■ **LIST OF TASKS**
a) Write out, word for word, the part of the excerpt on Spencer's service between "Commissioned in 1937, she" and "U-175 in 1943.", inclusive.
b) According to the excerpt on Spencer's service, what role did Spencer serve in with the Seventh Fleet in the Pacific?
c) Using the excerpt on Spencer's service, turn the paragraph that begins "She returned to combat duty" into a short bulleted list that keeps its main facts.

■ **PAGE EXCERPT**
Commissioned in 1937, she was first used as a search and rescue unit off Alaska's fishing grounds. When the United States entered World War II the Coast Guard temporarily became part of the United States Navy. Spencer saw service in the Pacific War. During the Battle of Atlantic she acted as a convoy escort, hunting German U-boats, and was responsible for sinking U-175 in 1943.
Spencer was assigned to the US Navy's Seventh Fleet, in the Pacific in late 1944, where she served as a Communications Command Ship. There she was credited with taking part in numerous amphibious assaults including Luzon and Palawan in the Philippines Campaign.
After the war Spencer returned to her Coast Guard duties, serving in the Atlantic Ocean. Here she provided navigational assistance for the fledgling Trans-Atlantic air industry and acted as a search and rescue platform both ships and aeroplanes.
She returned to combat duty off the Vietnam coast in February 1969. For ten months she carried out surveillance to prevent troops and supplies from getting into South Vietnam. She detected over 4,200 suspicious vessels and craft, closely monitored the movement of more than 1,320 of them and boarded 27 vessels to inspect of both their cargo and crew. Spencer detained 52 "enemy suspects" and turned them over to the South Vietnamese military for questioning. She also executed 13 naval gunfire missions in support of operations on land, destroying or damaging over 160 enemy structures, bunkers, and base camps. Spencer left Vietnam at the end of September and returned to the United States.

■ **PROVIDED DATA**
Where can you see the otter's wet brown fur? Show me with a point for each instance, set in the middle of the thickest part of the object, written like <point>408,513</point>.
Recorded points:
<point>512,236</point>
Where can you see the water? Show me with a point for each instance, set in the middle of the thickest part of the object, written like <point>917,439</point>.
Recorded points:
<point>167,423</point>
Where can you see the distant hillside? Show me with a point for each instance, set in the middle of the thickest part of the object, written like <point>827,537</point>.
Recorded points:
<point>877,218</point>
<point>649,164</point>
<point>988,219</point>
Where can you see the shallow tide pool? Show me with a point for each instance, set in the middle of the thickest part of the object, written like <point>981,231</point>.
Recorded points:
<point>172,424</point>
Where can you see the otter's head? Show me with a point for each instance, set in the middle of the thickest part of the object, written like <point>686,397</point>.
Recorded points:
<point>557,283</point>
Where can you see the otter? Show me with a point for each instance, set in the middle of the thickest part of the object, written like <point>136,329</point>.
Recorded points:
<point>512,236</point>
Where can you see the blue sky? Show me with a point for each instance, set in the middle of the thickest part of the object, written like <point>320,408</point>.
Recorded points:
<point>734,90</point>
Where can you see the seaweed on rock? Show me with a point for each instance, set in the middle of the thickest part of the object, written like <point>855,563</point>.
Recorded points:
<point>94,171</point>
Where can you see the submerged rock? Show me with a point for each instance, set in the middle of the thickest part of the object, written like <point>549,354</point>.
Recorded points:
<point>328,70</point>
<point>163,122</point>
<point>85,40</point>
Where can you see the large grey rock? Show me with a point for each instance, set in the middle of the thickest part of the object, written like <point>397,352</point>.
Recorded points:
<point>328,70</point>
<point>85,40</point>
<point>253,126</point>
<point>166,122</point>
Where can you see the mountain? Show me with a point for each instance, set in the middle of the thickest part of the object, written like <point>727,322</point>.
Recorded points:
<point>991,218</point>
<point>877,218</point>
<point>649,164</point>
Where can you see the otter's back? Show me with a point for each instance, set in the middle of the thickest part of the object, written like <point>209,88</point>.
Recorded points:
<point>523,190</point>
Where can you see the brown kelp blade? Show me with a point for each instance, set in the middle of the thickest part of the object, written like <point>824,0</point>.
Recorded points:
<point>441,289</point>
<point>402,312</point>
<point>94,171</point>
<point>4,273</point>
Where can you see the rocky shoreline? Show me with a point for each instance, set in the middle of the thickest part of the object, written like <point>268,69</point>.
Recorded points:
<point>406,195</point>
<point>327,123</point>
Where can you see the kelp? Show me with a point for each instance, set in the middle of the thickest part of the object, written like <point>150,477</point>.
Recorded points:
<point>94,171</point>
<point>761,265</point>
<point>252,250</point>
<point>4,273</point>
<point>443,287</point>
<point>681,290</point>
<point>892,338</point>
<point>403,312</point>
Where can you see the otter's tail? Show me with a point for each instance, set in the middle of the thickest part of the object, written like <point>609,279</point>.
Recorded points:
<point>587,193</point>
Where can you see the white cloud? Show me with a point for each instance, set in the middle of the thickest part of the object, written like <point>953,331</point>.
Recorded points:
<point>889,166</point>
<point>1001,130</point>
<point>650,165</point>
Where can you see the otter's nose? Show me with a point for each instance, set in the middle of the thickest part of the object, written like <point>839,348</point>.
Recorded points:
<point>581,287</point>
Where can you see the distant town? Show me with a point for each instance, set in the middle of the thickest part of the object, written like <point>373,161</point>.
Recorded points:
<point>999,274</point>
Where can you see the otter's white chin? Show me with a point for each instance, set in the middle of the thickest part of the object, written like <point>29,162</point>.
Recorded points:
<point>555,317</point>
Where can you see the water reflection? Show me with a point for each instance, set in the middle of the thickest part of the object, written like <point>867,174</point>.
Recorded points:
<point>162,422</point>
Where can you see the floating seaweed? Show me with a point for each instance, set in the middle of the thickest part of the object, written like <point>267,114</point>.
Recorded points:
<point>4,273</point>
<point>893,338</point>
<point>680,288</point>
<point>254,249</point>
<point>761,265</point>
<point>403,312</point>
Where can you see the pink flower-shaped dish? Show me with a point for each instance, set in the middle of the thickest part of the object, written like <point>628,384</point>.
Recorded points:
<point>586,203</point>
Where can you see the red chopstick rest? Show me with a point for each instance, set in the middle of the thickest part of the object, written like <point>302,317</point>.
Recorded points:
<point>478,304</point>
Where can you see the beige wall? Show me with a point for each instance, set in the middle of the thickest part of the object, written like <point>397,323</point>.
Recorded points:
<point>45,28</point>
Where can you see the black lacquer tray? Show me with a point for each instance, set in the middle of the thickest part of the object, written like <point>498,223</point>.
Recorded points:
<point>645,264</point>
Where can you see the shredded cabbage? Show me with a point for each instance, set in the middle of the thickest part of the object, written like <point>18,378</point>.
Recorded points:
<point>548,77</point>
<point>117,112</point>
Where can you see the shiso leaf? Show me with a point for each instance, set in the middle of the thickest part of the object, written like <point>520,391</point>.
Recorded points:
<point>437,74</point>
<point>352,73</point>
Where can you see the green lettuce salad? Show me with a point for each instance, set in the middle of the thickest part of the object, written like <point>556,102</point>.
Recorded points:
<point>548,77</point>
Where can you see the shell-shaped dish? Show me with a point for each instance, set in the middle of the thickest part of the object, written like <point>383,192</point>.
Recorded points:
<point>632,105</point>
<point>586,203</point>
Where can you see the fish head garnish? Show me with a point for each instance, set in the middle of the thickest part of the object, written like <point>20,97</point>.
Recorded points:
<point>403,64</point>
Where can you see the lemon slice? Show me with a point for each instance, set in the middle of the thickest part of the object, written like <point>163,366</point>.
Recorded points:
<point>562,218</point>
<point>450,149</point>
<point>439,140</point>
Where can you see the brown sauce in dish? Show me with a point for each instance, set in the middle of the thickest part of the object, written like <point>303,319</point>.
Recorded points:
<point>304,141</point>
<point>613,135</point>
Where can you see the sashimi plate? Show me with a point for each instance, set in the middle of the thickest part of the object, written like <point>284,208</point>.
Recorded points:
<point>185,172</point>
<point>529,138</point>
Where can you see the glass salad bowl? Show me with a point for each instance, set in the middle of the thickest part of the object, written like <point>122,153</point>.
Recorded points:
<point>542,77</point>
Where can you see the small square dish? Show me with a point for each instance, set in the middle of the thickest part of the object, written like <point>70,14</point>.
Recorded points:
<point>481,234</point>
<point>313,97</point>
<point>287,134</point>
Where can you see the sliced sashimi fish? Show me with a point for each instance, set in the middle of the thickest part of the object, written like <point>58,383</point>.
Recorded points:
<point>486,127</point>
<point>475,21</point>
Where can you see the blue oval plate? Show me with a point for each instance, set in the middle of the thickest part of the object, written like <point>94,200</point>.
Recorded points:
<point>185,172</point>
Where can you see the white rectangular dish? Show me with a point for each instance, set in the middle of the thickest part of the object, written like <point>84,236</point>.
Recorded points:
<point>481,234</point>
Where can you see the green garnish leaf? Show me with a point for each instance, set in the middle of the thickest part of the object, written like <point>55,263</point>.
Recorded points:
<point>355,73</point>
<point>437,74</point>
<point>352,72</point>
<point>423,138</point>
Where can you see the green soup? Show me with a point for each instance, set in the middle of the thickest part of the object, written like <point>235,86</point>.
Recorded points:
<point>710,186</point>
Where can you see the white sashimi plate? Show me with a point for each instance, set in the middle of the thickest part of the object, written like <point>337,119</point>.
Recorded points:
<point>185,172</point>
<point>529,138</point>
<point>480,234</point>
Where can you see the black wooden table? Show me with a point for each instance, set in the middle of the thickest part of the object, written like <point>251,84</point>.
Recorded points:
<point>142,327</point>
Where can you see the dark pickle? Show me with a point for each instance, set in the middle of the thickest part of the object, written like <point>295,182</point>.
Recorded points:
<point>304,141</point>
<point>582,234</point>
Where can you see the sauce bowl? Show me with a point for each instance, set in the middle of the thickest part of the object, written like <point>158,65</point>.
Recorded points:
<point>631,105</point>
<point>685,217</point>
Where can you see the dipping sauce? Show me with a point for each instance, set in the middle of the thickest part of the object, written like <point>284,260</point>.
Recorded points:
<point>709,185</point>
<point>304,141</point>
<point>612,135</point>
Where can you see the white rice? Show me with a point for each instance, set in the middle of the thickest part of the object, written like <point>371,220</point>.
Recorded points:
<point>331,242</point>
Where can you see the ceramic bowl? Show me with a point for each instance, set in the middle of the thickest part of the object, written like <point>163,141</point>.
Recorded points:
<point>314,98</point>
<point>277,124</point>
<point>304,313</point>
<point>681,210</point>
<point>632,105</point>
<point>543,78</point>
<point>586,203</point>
==
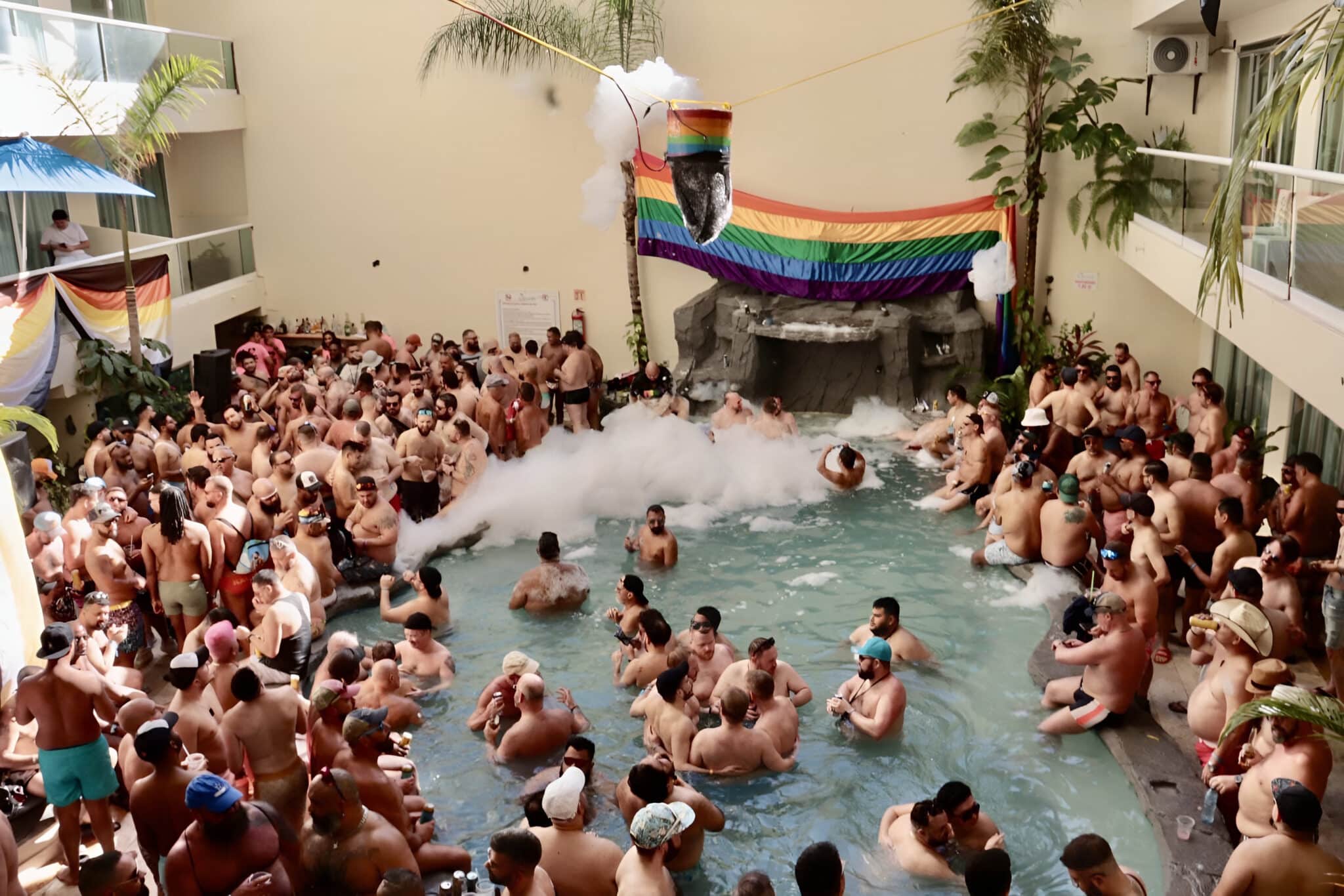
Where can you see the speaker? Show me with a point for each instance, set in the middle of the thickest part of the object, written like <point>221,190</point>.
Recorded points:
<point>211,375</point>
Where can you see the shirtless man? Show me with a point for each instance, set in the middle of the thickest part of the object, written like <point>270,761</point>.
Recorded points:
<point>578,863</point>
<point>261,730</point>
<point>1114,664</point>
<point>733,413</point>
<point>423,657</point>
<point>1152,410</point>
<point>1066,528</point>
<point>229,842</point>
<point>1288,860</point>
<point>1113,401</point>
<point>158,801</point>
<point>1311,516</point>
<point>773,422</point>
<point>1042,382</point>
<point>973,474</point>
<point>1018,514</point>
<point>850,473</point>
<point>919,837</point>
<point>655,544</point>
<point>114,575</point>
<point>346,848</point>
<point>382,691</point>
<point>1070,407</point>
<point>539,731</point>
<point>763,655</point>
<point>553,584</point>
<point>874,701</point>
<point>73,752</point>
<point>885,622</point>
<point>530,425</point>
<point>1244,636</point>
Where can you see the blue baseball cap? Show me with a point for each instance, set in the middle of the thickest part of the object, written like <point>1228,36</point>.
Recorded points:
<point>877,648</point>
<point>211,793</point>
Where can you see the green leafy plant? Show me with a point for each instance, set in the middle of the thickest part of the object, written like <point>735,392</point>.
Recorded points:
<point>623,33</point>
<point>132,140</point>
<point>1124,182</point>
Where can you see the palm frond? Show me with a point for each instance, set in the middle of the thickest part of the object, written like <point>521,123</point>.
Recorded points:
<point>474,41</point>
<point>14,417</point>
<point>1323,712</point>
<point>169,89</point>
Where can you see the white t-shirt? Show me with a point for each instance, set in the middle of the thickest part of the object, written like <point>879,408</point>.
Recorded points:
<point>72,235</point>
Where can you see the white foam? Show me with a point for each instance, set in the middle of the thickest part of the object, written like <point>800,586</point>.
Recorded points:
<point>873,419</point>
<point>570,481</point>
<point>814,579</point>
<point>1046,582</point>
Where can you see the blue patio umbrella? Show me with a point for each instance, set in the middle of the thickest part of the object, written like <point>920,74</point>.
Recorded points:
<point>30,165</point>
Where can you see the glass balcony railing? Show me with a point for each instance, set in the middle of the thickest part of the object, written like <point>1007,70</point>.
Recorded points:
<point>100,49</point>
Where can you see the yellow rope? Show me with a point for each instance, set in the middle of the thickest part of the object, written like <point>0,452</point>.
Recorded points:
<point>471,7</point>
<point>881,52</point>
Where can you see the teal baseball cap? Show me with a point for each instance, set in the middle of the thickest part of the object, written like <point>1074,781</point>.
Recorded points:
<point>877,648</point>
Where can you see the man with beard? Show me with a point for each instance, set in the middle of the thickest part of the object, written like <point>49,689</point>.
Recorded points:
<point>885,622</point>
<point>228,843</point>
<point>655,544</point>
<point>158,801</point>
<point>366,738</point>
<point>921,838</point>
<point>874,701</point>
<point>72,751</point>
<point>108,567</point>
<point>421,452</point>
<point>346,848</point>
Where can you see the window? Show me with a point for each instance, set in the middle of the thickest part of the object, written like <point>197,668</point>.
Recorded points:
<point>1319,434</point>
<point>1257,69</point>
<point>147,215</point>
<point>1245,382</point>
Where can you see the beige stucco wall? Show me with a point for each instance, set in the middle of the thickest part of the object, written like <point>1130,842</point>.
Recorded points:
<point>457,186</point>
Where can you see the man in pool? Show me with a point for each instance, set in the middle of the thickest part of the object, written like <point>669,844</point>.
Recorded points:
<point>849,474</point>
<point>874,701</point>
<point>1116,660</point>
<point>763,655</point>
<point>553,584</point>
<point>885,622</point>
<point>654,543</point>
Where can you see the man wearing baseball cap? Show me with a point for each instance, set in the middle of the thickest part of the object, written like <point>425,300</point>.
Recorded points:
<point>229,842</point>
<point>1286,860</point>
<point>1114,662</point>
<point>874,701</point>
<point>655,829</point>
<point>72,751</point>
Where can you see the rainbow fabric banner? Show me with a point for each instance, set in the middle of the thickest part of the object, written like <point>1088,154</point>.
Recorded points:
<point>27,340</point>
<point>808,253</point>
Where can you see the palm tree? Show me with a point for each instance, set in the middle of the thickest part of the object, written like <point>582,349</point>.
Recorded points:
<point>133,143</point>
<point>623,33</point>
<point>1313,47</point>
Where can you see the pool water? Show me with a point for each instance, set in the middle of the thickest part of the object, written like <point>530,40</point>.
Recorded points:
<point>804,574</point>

■ **RESULTS BY TASK**
a)
Commissioned in 1937, she was first used as a search and rescue unit off Alaska's fishing grounds. When the United States entered World War II the Coast Guard temporarily became part of the United States Navy. Spencer saw service in the Pacific War. During the Battle of Atlantic she acted as a convoy escort, hunting German U-boats, and was responsible for sinking U-175 in 1943.

b) She served as a Communications Command Ship.

c)
- Returned to combat duty off the Vietnam coast in February 1969
- Spent ten months on surveillance to keep troops and supplies from getting into South Vietnam
- Detected over 4,200 suspicious vessels and craft and closely monitored more than 1,320 of them
- Boarded 27 vessels to inspect their cargo and crew
- Detained 52 "enemy suspects" and handed them to the South Vietnamese military for questioning
- Carried out 13 naval gunfire missions supporting land operations, destroying or damaging over 160 enemy structures, bunkers, and base camps
- Left Vietnam at the end of September and returned to the United States